Goal ▸
Identify every line in the records below that contains the string "locomotive", and copy each of those lines. Treat uppercase and lowercase letters as different.

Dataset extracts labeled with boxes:
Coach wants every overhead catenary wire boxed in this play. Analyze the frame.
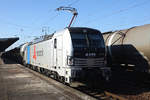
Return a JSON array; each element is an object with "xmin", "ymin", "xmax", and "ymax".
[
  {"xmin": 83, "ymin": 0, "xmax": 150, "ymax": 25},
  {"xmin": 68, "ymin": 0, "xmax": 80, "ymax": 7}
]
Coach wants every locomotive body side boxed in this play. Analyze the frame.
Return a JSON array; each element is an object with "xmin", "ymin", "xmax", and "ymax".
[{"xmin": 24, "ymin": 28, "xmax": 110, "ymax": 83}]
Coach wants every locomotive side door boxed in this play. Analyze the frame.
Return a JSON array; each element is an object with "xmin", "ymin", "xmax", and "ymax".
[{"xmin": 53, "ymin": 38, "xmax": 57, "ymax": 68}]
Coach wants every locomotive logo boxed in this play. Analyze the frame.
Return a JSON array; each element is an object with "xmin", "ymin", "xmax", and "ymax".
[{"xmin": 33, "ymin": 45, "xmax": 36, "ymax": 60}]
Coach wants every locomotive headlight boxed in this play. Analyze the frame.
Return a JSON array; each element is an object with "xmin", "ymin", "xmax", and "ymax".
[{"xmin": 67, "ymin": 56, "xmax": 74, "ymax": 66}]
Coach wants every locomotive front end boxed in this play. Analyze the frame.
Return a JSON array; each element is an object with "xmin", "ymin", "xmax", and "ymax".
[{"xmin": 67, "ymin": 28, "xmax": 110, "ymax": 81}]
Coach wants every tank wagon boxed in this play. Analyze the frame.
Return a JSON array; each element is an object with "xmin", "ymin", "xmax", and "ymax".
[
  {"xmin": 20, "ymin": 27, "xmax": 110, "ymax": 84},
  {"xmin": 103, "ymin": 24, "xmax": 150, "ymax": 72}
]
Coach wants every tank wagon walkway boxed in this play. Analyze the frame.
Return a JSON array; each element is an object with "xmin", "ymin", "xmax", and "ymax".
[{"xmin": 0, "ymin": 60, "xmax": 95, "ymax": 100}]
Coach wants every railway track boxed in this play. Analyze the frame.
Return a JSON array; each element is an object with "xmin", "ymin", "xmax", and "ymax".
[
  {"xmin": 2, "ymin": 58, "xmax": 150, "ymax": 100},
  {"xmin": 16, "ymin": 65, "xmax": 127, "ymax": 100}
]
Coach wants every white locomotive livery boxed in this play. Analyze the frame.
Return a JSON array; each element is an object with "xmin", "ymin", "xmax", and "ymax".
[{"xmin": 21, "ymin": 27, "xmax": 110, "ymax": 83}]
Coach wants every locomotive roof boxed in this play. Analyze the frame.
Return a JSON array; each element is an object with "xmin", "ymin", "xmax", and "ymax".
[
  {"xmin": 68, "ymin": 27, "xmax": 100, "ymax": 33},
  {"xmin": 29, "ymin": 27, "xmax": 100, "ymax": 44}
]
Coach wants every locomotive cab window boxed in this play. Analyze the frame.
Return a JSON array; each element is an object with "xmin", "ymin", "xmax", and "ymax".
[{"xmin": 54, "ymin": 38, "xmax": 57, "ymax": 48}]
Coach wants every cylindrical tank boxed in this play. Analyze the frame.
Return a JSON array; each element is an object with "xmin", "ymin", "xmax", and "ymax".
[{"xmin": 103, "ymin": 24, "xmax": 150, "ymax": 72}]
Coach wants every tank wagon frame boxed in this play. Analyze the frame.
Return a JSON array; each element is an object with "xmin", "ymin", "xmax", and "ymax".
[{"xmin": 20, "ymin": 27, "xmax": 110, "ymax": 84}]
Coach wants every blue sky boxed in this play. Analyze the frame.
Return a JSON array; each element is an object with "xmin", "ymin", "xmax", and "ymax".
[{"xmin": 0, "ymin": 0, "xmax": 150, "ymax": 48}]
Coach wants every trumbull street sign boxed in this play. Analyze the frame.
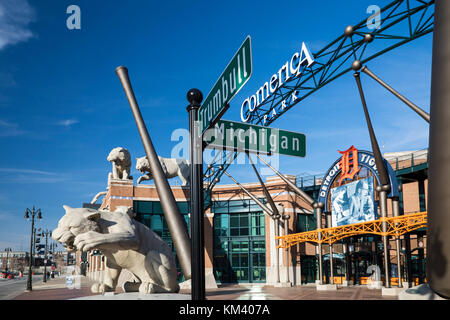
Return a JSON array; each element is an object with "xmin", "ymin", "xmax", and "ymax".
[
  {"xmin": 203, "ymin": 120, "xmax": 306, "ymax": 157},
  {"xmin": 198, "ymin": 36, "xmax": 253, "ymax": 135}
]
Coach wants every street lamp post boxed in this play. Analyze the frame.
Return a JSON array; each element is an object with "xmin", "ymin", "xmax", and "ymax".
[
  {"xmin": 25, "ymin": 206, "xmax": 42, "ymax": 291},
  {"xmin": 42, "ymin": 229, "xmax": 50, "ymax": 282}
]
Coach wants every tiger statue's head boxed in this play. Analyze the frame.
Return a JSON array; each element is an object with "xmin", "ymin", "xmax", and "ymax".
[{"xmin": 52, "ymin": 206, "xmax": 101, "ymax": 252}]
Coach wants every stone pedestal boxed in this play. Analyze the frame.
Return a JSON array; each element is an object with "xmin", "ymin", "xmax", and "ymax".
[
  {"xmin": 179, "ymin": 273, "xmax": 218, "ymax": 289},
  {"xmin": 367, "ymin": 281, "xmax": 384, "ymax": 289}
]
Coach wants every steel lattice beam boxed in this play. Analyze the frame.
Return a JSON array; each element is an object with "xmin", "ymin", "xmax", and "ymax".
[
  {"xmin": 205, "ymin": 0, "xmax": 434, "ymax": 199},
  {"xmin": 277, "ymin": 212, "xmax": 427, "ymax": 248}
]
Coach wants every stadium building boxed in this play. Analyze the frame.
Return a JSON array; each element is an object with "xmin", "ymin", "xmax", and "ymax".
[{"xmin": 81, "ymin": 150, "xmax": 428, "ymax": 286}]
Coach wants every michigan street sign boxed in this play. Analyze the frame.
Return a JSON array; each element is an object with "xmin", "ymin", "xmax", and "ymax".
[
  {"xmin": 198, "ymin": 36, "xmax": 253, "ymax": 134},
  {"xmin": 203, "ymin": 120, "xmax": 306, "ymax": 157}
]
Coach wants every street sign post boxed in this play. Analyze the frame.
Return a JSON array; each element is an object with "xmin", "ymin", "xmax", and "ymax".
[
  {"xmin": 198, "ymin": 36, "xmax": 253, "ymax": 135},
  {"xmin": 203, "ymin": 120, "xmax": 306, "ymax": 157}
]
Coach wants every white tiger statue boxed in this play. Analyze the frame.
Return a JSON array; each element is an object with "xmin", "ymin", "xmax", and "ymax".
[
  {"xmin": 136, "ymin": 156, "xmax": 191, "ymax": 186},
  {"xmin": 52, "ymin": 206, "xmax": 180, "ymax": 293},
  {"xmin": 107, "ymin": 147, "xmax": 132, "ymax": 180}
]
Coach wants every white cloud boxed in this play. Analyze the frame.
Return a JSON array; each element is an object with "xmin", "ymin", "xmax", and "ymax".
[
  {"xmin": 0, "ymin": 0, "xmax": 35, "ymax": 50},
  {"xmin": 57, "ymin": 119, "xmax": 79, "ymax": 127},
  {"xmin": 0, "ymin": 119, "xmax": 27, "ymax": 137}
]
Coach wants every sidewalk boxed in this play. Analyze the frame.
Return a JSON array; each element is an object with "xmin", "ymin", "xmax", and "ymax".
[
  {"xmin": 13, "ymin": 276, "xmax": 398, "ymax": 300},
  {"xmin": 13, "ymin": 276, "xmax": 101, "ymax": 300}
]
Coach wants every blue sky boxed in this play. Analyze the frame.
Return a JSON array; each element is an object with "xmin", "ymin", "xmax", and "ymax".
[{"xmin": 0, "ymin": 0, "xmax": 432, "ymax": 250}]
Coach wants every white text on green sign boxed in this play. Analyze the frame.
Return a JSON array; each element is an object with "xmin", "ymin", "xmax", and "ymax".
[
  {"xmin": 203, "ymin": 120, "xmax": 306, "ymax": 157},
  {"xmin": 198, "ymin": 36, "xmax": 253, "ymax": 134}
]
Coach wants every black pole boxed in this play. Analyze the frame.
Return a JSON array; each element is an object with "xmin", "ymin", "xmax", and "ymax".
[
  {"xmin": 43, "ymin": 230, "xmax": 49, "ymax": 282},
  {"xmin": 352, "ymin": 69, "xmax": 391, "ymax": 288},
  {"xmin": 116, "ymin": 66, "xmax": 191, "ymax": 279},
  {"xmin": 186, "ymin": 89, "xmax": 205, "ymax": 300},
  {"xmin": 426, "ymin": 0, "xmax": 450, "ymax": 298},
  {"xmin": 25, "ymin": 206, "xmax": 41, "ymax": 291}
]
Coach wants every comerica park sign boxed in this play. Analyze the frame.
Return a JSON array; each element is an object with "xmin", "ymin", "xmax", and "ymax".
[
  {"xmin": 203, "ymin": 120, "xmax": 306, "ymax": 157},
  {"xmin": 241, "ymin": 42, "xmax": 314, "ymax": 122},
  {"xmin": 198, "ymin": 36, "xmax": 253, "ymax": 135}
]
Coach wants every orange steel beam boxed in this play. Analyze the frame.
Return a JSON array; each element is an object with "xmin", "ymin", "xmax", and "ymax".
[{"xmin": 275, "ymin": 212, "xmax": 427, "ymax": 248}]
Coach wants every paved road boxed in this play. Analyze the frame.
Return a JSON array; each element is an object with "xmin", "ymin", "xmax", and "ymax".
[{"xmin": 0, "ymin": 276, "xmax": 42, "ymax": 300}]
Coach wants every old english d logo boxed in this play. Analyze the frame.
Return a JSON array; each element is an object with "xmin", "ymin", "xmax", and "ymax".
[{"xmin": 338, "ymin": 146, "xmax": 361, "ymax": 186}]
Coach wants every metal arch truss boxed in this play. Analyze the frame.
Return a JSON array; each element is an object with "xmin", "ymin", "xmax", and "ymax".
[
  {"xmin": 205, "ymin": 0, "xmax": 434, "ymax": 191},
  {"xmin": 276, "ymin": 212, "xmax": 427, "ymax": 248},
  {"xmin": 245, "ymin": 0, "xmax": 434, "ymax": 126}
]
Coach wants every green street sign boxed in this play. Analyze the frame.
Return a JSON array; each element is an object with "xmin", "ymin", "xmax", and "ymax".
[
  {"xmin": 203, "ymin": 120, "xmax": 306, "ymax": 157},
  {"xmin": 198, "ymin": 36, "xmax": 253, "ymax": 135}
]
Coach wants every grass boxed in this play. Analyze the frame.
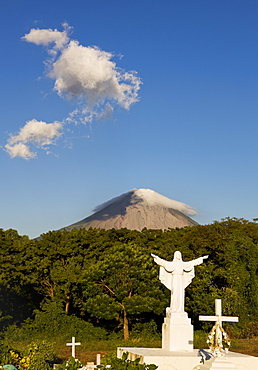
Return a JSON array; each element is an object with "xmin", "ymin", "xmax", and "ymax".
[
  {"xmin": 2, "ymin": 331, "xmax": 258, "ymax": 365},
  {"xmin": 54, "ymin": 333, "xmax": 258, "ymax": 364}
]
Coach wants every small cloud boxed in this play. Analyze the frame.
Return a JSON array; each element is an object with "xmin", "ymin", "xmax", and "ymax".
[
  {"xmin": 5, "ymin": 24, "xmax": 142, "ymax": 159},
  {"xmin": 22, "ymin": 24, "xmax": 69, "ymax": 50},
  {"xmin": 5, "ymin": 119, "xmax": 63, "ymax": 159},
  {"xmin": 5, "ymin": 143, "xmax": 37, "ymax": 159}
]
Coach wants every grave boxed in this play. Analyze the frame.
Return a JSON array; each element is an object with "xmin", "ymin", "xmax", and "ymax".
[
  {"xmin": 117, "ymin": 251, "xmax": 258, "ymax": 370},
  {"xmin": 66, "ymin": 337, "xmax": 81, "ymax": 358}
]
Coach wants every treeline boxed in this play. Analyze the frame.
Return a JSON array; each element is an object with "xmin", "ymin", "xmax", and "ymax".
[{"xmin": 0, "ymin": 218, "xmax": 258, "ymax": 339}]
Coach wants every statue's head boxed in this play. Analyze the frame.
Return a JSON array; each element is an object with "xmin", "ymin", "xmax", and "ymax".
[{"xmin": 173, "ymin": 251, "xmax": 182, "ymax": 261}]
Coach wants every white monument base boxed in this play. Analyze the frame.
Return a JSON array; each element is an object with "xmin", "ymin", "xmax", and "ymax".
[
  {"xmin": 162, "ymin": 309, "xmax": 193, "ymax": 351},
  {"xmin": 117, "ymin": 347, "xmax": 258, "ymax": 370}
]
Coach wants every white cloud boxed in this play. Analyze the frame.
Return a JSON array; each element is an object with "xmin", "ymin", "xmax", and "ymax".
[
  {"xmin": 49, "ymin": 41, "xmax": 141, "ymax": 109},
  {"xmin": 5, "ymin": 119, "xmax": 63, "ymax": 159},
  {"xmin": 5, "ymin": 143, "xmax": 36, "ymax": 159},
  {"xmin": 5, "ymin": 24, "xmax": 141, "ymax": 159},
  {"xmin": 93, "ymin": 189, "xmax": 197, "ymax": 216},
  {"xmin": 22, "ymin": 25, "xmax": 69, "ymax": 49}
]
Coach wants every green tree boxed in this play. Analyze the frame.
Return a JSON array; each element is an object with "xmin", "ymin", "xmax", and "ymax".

Task solution ▸
Coach wants every locomotive body side boxed in this play. Analyze the frame.
Coach wants every locomotive side door boxed in this play. Analyze the frame.
Coach wants every locomotive logo boxed in this play. Analyze the frame.
Coach wants every locomotive headlight boxed in this play. Analyze the frame.
Coach wants every locomotive front end boxed in this play. Analyze the frame.
Coach wants every white locomotive livery boxed in this play. Analyze the frame.
Coach wants every locomotive roof boxed in this play. Analyze the frame.
Coach wants every locomotive cab window boxed in this play. Analyze the frame.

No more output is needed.